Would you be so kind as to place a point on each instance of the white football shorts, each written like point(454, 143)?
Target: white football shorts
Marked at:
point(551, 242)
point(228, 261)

^^^^

**ABOUT THIS EXERCISE:**
Copy all of the data. Keep every word exactly as it is.

**RESPONSE FOR THIS EXERCISE:**
Would you be so kind as to place a point on each instance of the white football shorts, each written like point(454, 143)?
Target: white football shorts
Marked at:
point(551, 242)
point(228, 261)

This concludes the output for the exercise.